There is far more to cryptocurrencies than playing pass the parcel with a speculative asset, writes Alan Kohler.

There is far more to cryptocurrencies than playing pass the parcel with a speculative asset, writes Alan Kohler. Photo: TND

Last Saturday was “Bitcoin Pizza Day” – the 11th anniversary of the day someone bought two pizzas with 10,000 Bitcoins. It was the first ever transaction using a cryptocurrency.

That day, May 22, 2010, was 19 months after Satoshi Nakamoto published the white paper that started it all, entitled Bitcoin: A Peer-to-Peer Electronic Cash System.

And by the way, the pizzas were family-sized and cost $US15 each, so the transaction valued each Bitcoin at 0.3 cents.

Ever since then, on quiet news days a journo will often work out what those pizzas cost at the current value of Bitcoin and write a funny little story about it. For the record, as of the time of writing, it was $US187.5 million per pizza.

Crazy, right? And that feeds the narrative that it’s a bubble about to burst, and Bitcoin’s price has already fallen 50 per cent in a month, so maybe this is the crash everybody’s been waiting for, except that Bitcoin has crashed twice before, and bubbles are usually like aircraft – they only crash once.

And the Bitcoin price held up pretty well on Wednesday after South Korea clamped down on the country’s 200 crypto exchanges, so that many are facing an “existential crisis” according to the Financial Times.

The thing that’s missed in all the bubble talk about Bitcoin is that there is no “normal” or intrinsic value against which to compare the price, as there usually is when a market goes crazy.

One Bitcoin might be worth 0.3 cents or $US1 million, as a lot of its true believers think. There’s simply no way of knowing.

The price of Bitcoin from inception to about 8pm on Wednesday (AEST), when it was $US40,002. Source: TradingView

The crypto traders are engaged in a kind of mass collusion with the exchanges that make money by facilitating the trades, and none of them has any interest in seeing it all disappear.

It’s a subculture that has a vested interest in sustaining itself and attracting new members, so they buy the dips in price and send it back up.

######

Quote the Bitcoin commentary above in full, word for word.

### SUPPLIED INFORMATION
######

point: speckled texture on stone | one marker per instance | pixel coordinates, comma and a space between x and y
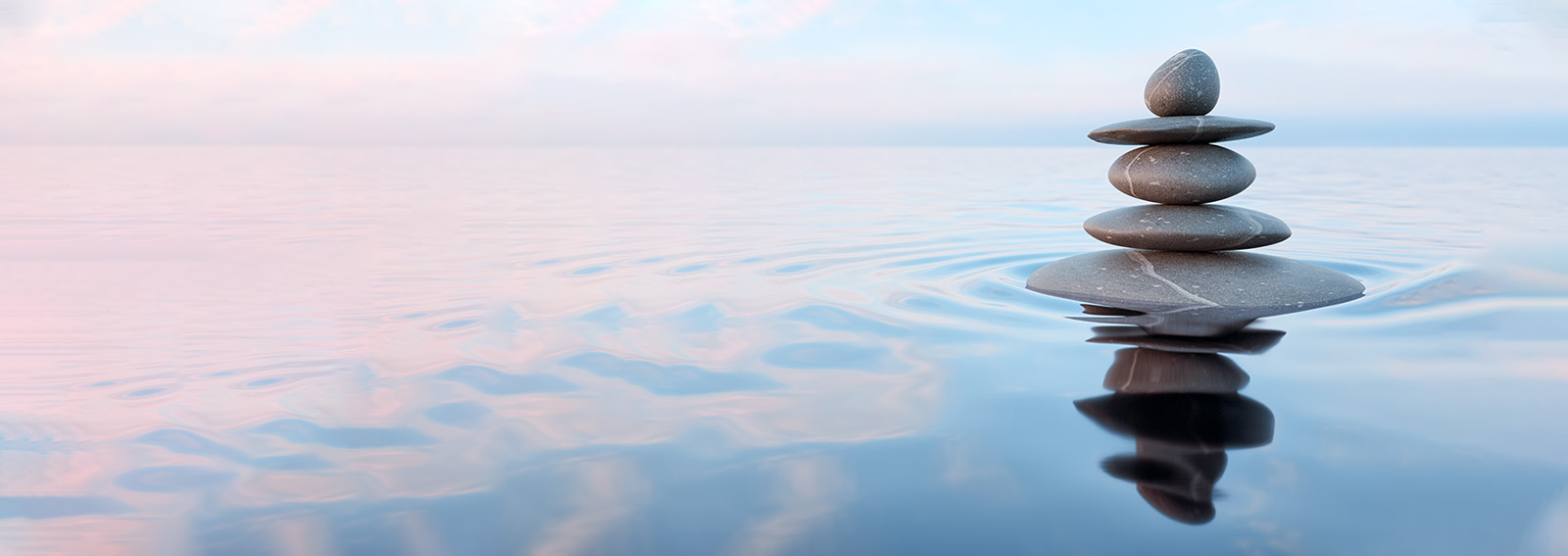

######

### EXPECTED ANSWER
There is far more to cryptocurrencies than playing pass the parcel with a speculative asset, writes Alan Kohler.

There is far more to cryptocurrencies than playing pass the parcel with a speculative asset, writes Alan Kohler. Photo: TND

Last Saturday was “Bitcoin Pizza Day” – the 11th anniversary of the day someone bought two pizzas with 10,000 Bitcoins. It was the first ever transaction using a cryptocurrency.

That day, May 22, 2010, was 19 months after Satoshi Nakamoto published the white paper that started it all, entitled Bitcoin: A Peer-to-Peer Electronic Cash System.

And by the way, the pizzas were family-sized and cost $US15 each, so the transaction valued each Bitcoin at 0.3 cents.

Ever since then, on quiet news days a journo will often work out what those pizzas cost at the current value of Bitcoin and write a funny little story about it. For the record, as of the time of writing, it was $US187.5 million per pizza.

Crazy, right? And that feeds the narrative that it’s a bubble about to burst, and Bitcoin’s price has already fallen 50 per cent in a month, so maybe this is the crash everybody’s been waiting for, except that Bitcoin has crashed twice before, and bubbles are usually like aircraft – they only crash once.

And the Bitcoin price held up pretty well on Wednesday after South Korea clamped down on the country’s 200 crypto exchanges, so that many are facing an “existential crisis” according to the Financial Times.

The thing that’s missed in all the bubble talk about Bitcoin is that there is no “normal” or intrinsic value against which to compare the price, as there usually is when a market goes crazy.

One Bitcoin might be worth 0.3 cents or $US1 million, as a lot of its true believers think. There’s simply no way of knowing.

The price of Bitcoin from inception to about 8pm on Wednesday (AEST), when it was $US40,002. Source: TradingView

The crypto traders are engaged in a kind of mass collusion with the exchanges that make money by facilitating the trades, and none of them has any interest in seeing it all disappear.

It’s a subculture that has a vested interest in sustaining itself and attracting new members, so they buy the dips in price and send it back up.